Location labeling records:
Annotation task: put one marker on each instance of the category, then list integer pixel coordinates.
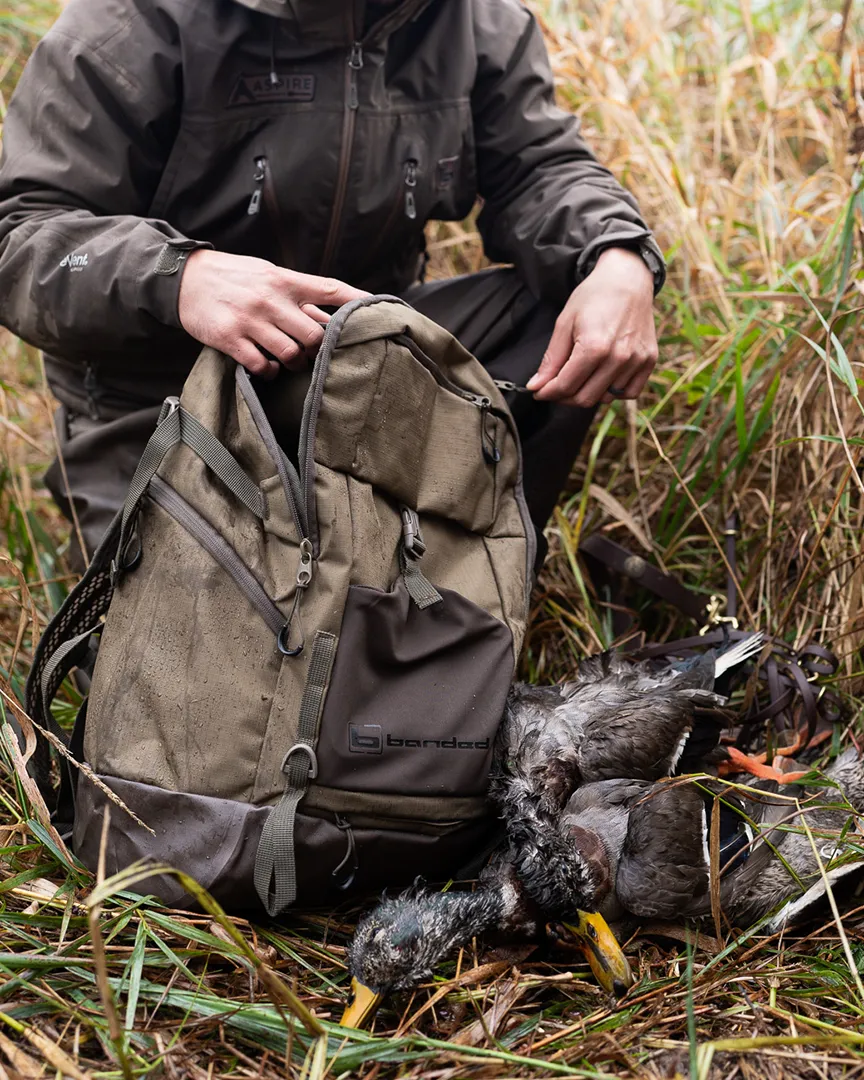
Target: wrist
(629, 264)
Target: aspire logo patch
(260, 89)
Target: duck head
(393, 948)
(586, 928)
(401, 943)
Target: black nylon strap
(787, 675)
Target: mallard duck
(620, 718)
(642, 849)
(404, 939)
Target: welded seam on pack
(287, 474)
(275, 865)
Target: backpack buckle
(412, 538)
(305, 748)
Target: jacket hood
(328, 23)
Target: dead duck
(619, 718)
(642, 849)
(401, 943)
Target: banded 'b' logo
(260, 89)
(364, 738)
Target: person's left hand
(604, 345)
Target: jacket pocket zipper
(410, 184)
(224, 554)
(264, 193)
(257, 191)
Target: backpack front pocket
(416, 697)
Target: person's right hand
(241, 305)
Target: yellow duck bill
(604, 954)
(362, 1006)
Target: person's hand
(604, 345)
(241, 306)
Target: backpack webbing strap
(177, 426)
(412, 550)
(67, 656)
(420, 589)
(275, 868)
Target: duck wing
(536, 751)
(625, 732)
(663, 867)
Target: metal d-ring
(306, 748)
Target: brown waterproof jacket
(312, 133)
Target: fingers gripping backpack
(309, 612)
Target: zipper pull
(354, 64)
(260, 174)
(348, 867)
(304, 578)
(490, 453)
(410, 184)
(93, 390)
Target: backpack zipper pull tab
(304, 578)
(410, 184)
(260, 175)
(350, 863)
(490, 453)
(354, 64)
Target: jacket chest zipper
(349, 117)
(264, 192)
(410, 184)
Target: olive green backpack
(308, 613)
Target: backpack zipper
(349, 119)
(487, 434)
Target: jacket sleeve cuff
(163, 295)
(645, 246)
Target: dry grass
(740, 129)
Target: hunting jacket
(313, 133)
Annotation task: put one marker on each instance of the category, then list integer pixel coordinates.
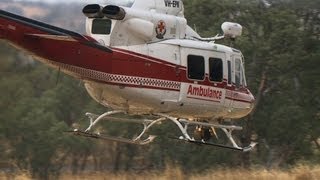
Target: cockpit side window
(237, 72)
(215, 69)
(101, 26)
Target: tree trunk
(248, 131)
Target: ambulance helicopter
(141, 57)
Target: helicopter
(142, 58)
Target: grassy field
(297, 173)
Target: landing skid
(110, 138)
(147, 124)
(199, 142)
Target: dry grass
(301, 172)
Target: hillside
(281, 45)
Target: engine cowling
(93, 11)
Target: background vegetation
(282, 49)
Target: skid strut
(147, 124)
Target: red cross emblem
(161, 29)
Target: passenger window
(196, 67)
(238, 72)
(229, 72)
(215, 69)
(101, 26)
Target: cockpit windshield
(125, 3)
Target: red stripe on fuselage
(79, 53)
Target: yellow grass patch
(300, 172)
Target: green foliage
(282, 50)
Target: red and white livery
(141, 57)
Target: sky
(68, 1)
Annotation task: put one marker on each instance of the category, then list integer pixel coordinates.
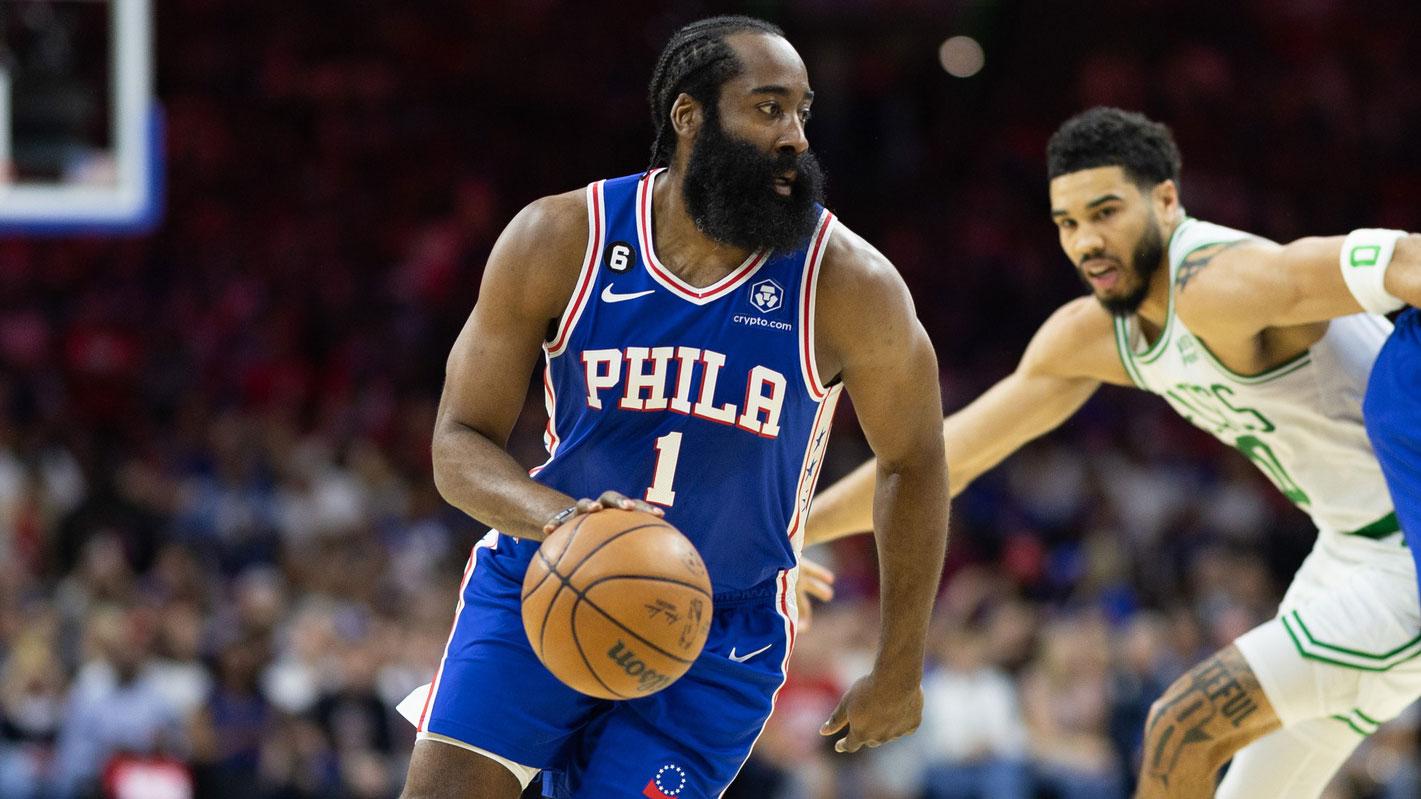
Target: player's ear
(1165, 198)
(687, 115)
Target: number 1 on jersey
(668, 451)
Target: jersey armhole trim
(596, 204)
(809, 289)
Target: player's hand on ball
(876, 710)
(814, 582)
(606, 499)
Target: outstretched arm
(1258, 285)
(1067, 358)
(891, 373)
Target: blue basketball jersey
(702, 400)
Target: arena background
(220, 549)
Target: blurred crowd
(222, 556)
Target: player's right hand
(607, 499)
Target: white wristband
(1364, 258)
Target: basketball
(617, 604)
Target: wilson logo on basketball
(647, 677)
(670, 781)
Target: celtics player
(1268, 347)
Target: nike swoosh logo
(748, 656)
(608, 296)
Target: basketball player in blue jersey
(698, 324)
(1268, 347)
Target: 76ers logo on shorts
(766, 296)
(670, 781)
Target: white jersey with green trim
(1300, 421)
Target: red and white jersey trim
(596, 216)
(807, 303)
(550, 438)
(668, 279)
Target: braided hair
(697, 61)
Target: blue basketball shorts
(687, 741)
(1393, 415)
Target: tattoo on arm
(1201, 258)
(1201, 708)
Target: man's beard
(1144, 263)
(729, 191)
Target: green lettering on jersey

_Short exercise_.
Convert every line of the listing above into a numbered list with one line per item, skipping any blank lines. Leave the pictures out of the result.

_Complete response_.
1. Annotation task: put one marker on each instance of the category, then list integer pixel coordinates.
2. Target: wrist
3. (629, 264)
4. Target: aspire logo patch
5. (260, 89)
6. Target: duck head
7. (393, 948)
8. (586, 928)
9. (401, 943)
10. Target: black nylon strap
11. (787, 675)
12. Target: mallard duck
13. (620, 718)
14. (642, 849)
15. (404, 939)
16. Target: welded seam on pack
17. (287, 474)
18. (275, 865)
19. Target: backpack buckle
20. (412, 538)
21. (305, 748)
22. Target: jacket hood
23. (328, 23)
24. Target: dead duck
25. (619, 718)
26. (642, 849)
27. (401, 943)
28. Target: banded 'b' logo
29. (260, 89)
30. (364, 738)
31. Target: person's left hand
32. (604, 345)
33. Target: jacket pocket zipper
34. (410, 184)
35. (224, 554)
36. (264, 193)
37. (257, 191)
38. Target: backpack front pocket
39. (416, 697)
40. Target: person's right hand
41. (241, 305)
42. Target: yellow duck bill
43. (604, 954)
44. (362, 1006)
45. Target: person's hand
46. (604, 345)
47. (241, 306)
48. Target: backpack webbing strap
49. (177, 426)
50. (412, 550)
51. (67, 656)
52. (420, 589)
53. (275, 868)
54. Target: duck wing
55. (536, 751)
56. (625, 732)
57. (663, 867)
58. Target: metal d-ring
59. (306, 748)
60. Target: brown waterproof jacket
61. (312, 133)
62. Target: fingers gripping backpack
63. (309, 612)
64. Target: zipper pull
65. (354, 64)
66. (260, 174)
67. (348, 867)
68. (304, 578)
69. (490, 453)
70. (410, 184)
71. (93, 390)
72. Target: backpack zipper pull tab
73. (304, 578)
74. (410, 184)
75. (260, 175)
76. (350, 863)
77. (490, 453)
78. (354, 64)
79. Target: jacket chest zipper
80. (349, 117)
81. (264, 192)
82. (410, 184)
83. Target: olive green backpack
84. (308, 613)
85. Target: backpack zipper
86. (349, 119)
87. (487, 434)
88. Target: jacket sleeve cuff
89. (163, 295)
90. (645, 246)
91. Target: dry grass
92. (740, 129)
93. Target: hunting jacket
94. (313, 133)
95. Annotation task: put one marker on each instance of the category, then list integer pixel coordinates.
96. Target: cockpit side window
97. (237, 72)
98. (215, 69)
99. (101, 26)
100. Target: tree trunk
101. (248, 131)
102. Target: ambulance helicopter
103. (141, 57)
104. Target: helicopter
105. (142, 58)
106. Target: grassy field
107. (297, 173)
108. Target: landing skid
109. (110, 138)
110. (147, 124)
111. (199, 142)
112. Target: dry grass
113. (301, 172)
114. Target: hillside
115. (281, 45)
116. Target: engine cowling
117. (93, 11)
118. Target: background vegetation
119. (282, 49)
120. Target: skid strut
121. (147, 124)
122. Target: red cross emblem
123. (161, 29)
124. Target: passenger window
125. (196, 67)
126. (238, 72)
127. (229, 72)
128. (215, 69)
129. (101, 26)
130. Target: cockpit windshield
131. (125, 3)
132. Target: red stripe on fuselage
133. (79, 53)
134. Target: yellow grass patch
135. (300, 172)
136. Target: green foliage
137. (282, 50)
138. Target: red and white livery
139. (141, 57)
140. Target: sky
141. (68, 1)
142. Annotation task: put one marker on each instance of the category, then list integer pixel coordinates.
143. Target: player's ear
144. (1165, 198)
145. (687, 115)
146. Target: number 1 on jersey
147. (668, 451)
148. Target: jersey armhole trim
149. (596, 204)
150. (809, 289)
151. Target: player's hand on ball
152. (876, 710)
153. (814, 582)
154. (606, 499)
155. Target: outstretched arm
156. (1258, 285)
157. (1067, 358)
158. (891, 373)
159. Target: blue basketball jersey
160. (702, 400)
161. Target: arena background
162. (220, 549)
163. Target: blurred crowd
164. (222, 556)
165. Target: player's right hand
166. (607, 499)
167. Target: white wristband
168. (1364, 258)
169. Target: basketball
170. (617, 604)
171. Target: wilson logo on basketball
172. (647, 677)
173. (670, 781)
174. Target: celtics player
175. (1268, 347)
176. Target: nike swoosh logo
177. (748, 656)
178. (608, 296)
179. Target: basketball player in blue jersey
180. (698, 324)
181. (1268, 347)
182. Target: 76ers logo on shorts
183. (766, 296)
184. (670, 781)
185. Target: white jersey with green trim
186. (1300, 421)
187. Target: red and white jersey trim
188. (596, 216)
189. (807, 303)
190. (550, 438)
191. (668, 279)
192. Target: braided hair
193. (697, 61)
194. Target: blue basketball shorts
195. (687, 741)
196. (1393, 415)
197. Target: tattoo on arm
198. (1201, 258)
199. (1201, 708)
200. Target: man's beard
201. (1144, 263)
202. (729, 191)
203. Target: green lettering on jersey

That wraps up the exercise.